# WHAT YOU WILL DO
Without including the images, transcribe each record precisely as it appears below.

┌──

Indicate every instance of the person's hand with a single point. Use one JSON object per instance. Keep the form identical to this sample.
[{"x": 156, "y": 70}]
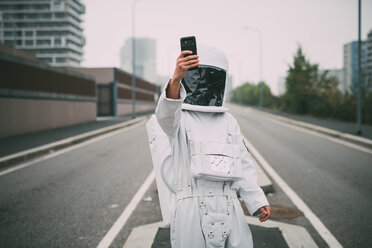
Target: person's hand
[
  {"x": 184, "y": 63},
  {"x": 265, "y": 215}
]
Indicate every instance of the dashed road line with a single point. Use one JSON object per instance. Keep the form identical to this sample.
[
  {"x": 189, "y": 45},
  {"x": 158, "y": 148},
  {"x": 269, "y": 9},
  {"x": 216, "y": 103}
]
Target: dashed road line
[
  {"x": 120, "y": 222},
  {"x": 300, "y": 204}
]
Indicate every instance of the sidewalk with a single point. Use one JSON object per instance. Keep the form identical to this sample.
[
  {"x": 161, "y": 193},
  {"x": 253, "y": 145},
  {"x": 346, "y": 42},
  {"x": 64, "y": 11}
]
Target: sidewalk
[
  {"x": 341, "y": 126},
  {"x": 22, "y": 143}
]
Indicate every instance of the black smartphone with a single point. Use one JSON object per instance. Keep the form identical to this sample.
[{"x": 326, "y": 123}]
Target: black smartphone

└──

# EXERCISE RESPONSE
Indicate every instance of the person's hand with a single point. Use one JSON object per instance. Keep the form identical to this sample.
[{"x": 156, "y": 70}]
Target: person's hand
[
  {"x": 184, "y": 63},
  {"x": 265, "y": 215}
]
Indicate every instance of the dashed road line with a single point. Use one JSON object per instance. Keep the form identical to this sample.
[
  {"x": 189, "y": 45},
  {"x": 158, "y": 148},
  {"x": 269, "y": 9},
  {"x": 216, "y": 103}
]
Target: dashed road line
[
  {"x": 120, "y": 222},
  {"x": 300, "y": 204}
]
Indicate every instance of the sidewalk with a single point. Use one JSON object per instance. Keep the form identical to this sample.
[
  {"x": 161, "y": 193},
  {"x": 253, "y": 145},
  {"x": 346, "y": 42},
  {"x": 64, "y": 11}
]
Target: sidewalk
[
  {"x": 341, "y": 126},
  {"x": 22, "y": 143}
]
Indicate every instance of the black smartphone with a single point. Use one JSON object per instance. Keep the form identical to this sample.
[{"x": 326, "y": 123}]
Target: black smartphone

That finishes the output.